Sorry, Europa, aber wir Ukrainer geben nicht auf!

Warum es der russischen Propaganda so leicht fällt, die Welt zu täuschen.

Als die Ukraine im vergangenen Februar von Russland angegriffen wurde, fragte man im Westen immer wieder: Wieso verteidigt ihr euch nicht? Jetzt, beinahe ein Jahr später, fragt man das Gegenteil: Wieso verteidigt ihr euch noch, wo es doch so klar ist, dass Russland euch weit überlegen ist? Die sture Ukraine, die sich weigert, ihre Freiheit aufzugeben, ist zu einem Problem der freien Welt geworden. Hätte sie nur klein beigegeben – wie schon so viele in der freien Welt!

Es hängt spürbar in der Luft: Man will wieder Ruhe und – die Illusion der – Sicherheit in Europa haben. Man will wieder „Russland als Partner“ haben. Der Preis ist heiß – die Ukraine.

Von überall hört man: Ein Kompromiss muss her. Und mit „Kompromiss“ meint man – wie viel ukrainischen Boden soll man dem Kreml zugestehen: die Krim und den halben Donbass oder die Krim und den ganzen Donbass? Oder gleich die halbe Ukraine? So groß ist nämlich „Neurussland“.

Das „alte Europa“ ist kompromissbereiter als das „neue Europa“. Warum bloß? Vielleicht hat das damit zu tun, dass der niedliche russische Bär nicht so niedlich ist. All die Post-Gorbatschow-Jahre hat dem Bären etwas gefehlt. Jetzt hat er es. Seine Pfoten sind blutverschmiert, die ganze Welt zittert vor ihm – und er genießt jede Sekunde davon. Er sieht darin ein Zeichen seiner Rückkehr zur Großmacht.

_Bereitgestellte Angaben:_
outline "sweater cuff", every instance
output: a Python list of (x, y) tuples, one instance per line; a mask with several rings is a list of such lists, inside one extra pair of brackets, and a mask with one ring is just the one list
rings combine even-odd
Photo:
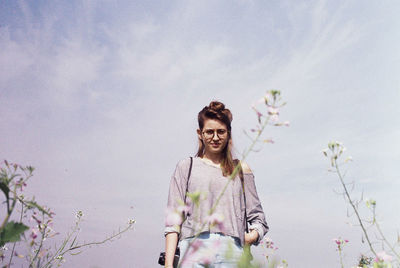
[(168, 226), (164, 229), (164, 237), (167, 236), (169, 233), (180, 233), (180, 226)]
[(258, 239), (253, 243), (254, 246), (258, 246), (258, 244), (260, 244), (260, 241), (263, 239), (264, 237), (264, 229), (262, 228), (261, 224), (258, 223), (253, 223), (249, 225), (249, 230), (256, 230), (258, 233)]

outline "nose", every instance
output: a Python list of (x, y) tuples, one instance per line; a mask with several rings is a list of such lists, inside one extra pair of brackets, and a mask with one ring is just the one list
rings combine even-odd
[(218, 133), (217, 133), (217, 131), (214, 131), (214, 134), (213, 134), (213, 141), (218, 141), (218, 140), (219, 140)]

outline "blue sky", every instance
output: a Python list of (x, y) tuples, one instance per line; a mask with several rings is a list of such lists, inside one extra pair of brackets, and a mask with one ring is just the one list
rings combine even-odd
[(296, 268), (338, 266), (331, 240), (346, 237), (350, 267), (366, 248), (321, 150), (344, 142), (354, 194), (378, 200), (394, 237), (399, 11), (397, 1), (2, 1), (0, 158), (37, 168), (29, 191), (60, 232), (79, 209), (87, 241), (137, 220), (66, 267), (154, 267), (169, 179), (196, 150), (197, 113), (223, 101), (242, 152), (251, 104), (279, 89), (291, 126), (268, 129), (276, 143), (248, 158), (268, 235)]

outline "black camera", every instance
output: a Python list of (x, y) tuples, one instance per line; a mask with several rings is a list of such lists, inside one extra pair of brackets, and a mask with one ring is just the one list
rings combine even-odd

_Die Aufgabe:_ Gib den Absatz des Übungstexts, der mit „Von überall hört man“ beginnt, kürzer wieder und behalte dabei seine wesentlichen Aussagen bei. Die Zeilen gehören nicht zum Übungstext und stehen als eigenes Material für sich.

_Das Ergebnis:_ Überall wird ein Kompromiss gefordert. Gemeint ist damit, wie viel ukrainisches Gebiet man dem Kreml überlassen soll: die Krim samt halbem oder ganzem Donbass oder gleich die halbe Ukraine, denn so groß ist „Neurussland“.